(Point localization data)
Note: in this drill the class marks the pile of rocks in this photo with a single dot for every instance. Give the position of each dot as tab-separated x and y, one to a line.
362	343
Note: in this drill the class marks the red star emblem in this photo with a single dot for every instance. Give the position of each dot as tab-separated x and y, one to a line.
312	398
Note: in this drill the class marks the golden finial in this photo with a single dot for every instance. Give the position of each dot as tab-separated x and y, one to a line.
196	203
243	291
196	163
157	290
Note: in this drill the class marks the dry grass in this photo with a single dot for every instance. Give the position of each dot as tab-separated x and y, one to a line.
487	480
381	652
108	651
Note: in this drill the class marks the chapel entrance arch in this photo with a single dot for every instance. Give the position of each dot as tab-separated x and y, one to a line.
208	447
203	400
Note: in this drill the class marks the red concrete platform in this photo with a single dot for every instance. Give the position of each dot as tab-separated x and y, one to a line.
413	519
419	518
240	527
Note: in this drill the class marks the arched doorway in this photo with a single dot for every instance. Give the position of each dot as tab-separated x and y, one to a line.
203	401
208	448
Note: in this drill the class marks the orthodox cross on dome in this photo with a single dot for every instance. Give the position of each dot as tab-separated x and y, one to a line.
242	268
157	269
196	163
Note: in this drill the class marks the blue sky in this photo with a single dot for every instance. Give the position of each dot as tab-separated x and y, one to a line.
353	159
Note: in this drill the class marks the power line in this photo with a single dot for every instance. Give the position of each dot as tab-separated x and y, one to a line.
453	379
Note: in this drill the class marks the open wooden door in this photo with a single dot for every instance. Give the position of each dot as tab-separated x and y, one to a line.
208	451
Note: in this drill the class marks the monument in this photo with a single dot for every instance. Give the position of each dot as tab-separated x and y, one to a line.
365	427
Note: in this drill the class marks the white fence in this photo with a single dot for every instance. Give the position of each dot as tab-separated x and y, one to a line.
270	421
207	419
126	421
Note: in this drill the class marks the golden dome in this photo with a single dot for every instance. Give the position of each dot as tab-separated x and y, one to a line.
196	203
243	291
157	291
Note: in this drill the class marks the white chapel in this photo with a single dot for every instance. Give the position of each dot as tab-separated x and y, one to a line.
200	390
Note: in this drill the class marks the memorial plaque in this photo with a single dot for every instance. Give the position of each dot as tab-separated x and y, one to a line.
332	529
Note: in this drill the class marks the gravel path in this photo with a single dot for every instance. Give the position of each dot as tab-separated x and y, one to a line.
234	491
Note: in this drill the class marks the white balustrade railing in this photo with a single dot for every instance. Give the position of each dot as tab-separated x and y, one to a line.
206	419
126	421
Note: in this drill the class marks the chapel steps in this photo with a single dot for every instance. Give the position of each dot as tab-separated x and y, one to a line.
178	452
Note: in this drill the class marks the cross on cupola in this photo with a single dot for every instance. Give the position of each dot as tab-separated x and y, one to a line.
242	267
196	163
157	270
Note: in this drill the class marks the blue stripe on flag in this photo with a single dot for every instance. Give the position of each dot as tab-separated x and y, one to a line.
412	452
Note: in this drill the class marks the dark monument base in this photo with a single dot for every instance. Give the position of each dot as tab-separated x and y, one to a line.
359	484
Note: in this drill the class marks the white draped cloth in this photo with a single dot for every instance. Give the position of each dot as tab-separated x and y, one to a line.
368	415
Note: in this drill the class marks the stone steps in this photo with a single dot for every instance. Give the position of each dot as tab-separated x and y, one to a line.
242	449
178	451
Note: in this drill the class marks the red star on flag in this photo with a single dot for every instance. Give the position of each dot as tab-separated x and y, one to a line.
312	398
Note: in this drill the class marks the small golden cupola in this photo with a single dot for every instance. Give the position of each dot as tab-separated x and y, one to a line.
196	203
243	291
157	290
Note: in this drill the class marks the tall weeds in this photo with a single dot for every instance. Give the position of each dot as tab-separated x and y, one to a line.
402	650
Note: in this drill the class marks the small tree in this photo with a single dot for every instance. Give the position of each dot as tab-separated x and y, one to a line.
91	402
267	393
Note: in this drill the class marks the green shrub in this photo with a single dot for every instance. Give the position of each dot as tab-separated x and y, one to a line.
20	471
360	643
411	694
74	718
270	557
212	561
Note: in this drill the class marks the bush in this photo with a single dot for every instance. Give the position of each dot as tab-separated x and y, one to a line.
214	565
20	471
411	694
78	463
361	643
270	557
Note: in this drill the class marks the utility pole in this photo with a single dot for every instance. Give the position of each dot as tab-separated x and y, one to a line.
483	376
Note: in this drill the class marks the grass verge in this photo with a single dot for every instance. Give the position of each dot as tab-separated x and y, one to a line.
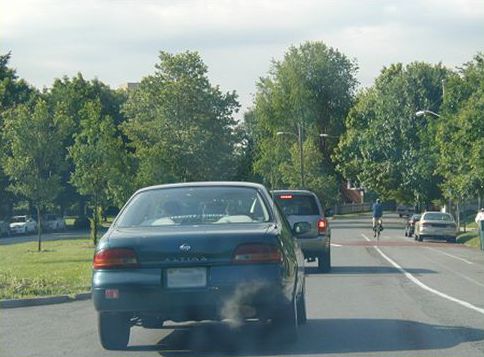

» Assigned task
With the images excluded, reproduce the data above precisely as written.

» Exercise result
Note: in this drill the class marks the pile of rocks in this photo with a single dot for every instance. Give the position of each dot as tab-separated x and y, one to a line.
362	343
Note: in this drill the class marks the red star emblem in this photo with a single dot for every instance. Give the position of each dot as tab-separated x and y, one to a line.
312	398
Note: in this drill the class marks the golden finial in this photo with a single dot for every instance. Give the position of each dot as tab-separated x and y, one to a line.
196	203
243	291
196	163
157	290
Note: in this drill the class marks the dry grass in this photo with a single dot for every instance. Give the position of each dot as tab-separated x and y, one to a line.
487	480
381	652
108	651
Note: in this drill the class marks the chapel entrance arch in this photo with a single dot for every instance. Give the position of each dot as tab-separated x and y, one to a line.
208	447
203	400
Note: in this drill the class marks the red concrete platform in this photo with a single dot for every instance. Give the position of each dot as tab-separated x and y, one to a line.
413	519
419	518
240	527
Note: in this drill the class marks the arched doorway in this photo with a single dot for every instance. Give the position of each dot as tab-separated x and y, one to a line.
203	401
208	448
Note: in this drill the class marks the orthodox cross on dome in this photo with a single dot for every instance. Give the position of each dot as tab-separated x and y, one to a line.
242	268
157	269
196	163
Note: in this drill the class marks the blue sky in this photo with a single dot for every instance. Give the position of each dot as tab-separated x and y, one to a line.
353	159
Note: in this drill the class marks the power line in this photo with a single dot for every instance. Give the position of each dot as tab-separated x and y, one to a line.
453	379
Note: in this drill the class marks the open wooden door in this photo with a single dot for every instance. Give the position of each dot as tab-separated x and y, one to a line.
208	451
Note: in this drill the class marks the monument in this photo with a single dot for every instance. Give the position of each dot as tab-separated x and y, one to a line.
365	427
Note: in this drill the class marks the white fence in this photo with a single dot for every instance. Give the position of each dot as tab-separated x and y, one to a line.
270	421
207	419
126	421
Note: in this drill the class marks the golden dome in this photo with a single dot for every instance. Give the position of each dot as tab-separated x and y, one to a line.
196	203
243	291
157	291
Note: in this drill the class marks the white chapel in this photo with a single dot for every instance. Give the position of each dot as tab-separated x and y, one to a line.
200	390
Note: in this drill the class marks the memorial plaque in this photo with a single dot for every instance. Give the position of each dot as tab-separated x and y, one to a line.
332	529
Note: in this drill the class marks the gravel path in this photo with a single dot for every instance. Give the position of each dot as tab-separated x and y, one to a line.
234	491
Note: in this drill the class marks the white balustrade railing in this photo with a single dot for every instance. Give the position of each dot as tab-separated x and y, one to a line.
206	419
126	421
Note: in this drill the class marks the chapel steps in this photo with a single dot for every instance. Give the position of each dot as tab-separated x and y, one to a line.
178	452
Note: in this drill the class marks the cross on cupola in this photo with a single dot for every instance. Give the position of each dot as tab-separated x and y, one to a line.
242	267
196	163
157	270
Note: in this drill the class marks the blue stripe on flag in this photo with a single dot for every instance. Give the position of each dot as tab-separated x and y, one to a line.
412	452
Note: in this drill the class marks the dark monument base in this photo with a single dot for every instance. Give the position of each dot as tab-separated x and y, one to a line.
359	484
Note: in this drill the class marks the white draped cloth in this photo with a single dot for every instance. Give the position of each dot as tab-separated x and y, one to a line.
368	415
Note: in this drill the class marks the stone steps in this photo with a single dot for every instance. Give the position of each dot as tab-separated x and y, one to a line.
242	449
178	451
Note: in this drill the class marks the red star on flag in this photo with a single dot for every instance. Give the position of each dot as tab-separated x and y, one to a line.
312	398
Note: in this drill the class marks the small golden cupola in this photo with a single dot for every instance. Give the position of each dot as tab-separated x and y, one to a line.
196	203
243	291
157	290
Note: in this drill the class marks the tall weeds in this photo with a single dot for every instance. Give the position of each dot as tab-separated x and y, one to a line.
402	650
Note: in this drill the class marks the small tree in this photo with a single dot for every instance. Give the position of each dot as tab-separated x and y, one to a line.
91	402
267	393
Note: in this drill the class marks the green shrub in this photo with a single dot for every instance. Give the position of each dot as tab-separated x and y, one to a line.
20	471
360	643
411	694
74	718
270	557
212	561
Note: in this drill the class marks the bush in this photo with a single dot for every instance. Give the position of each dot as tab-separated x and y, one to a line.
214	565
20	471
411	694
78	463
361	643
270	557
Note: in this drill the class marks the utility pole in this photo with a single dot for every instance. Give the position of each dot as tab-separated x and y, one to a line.
483	376
Note: in this drill the class marks the grass verge in this photo with a single dot for every instance. Give the position of each dot as tab-separated x and y, one to a line.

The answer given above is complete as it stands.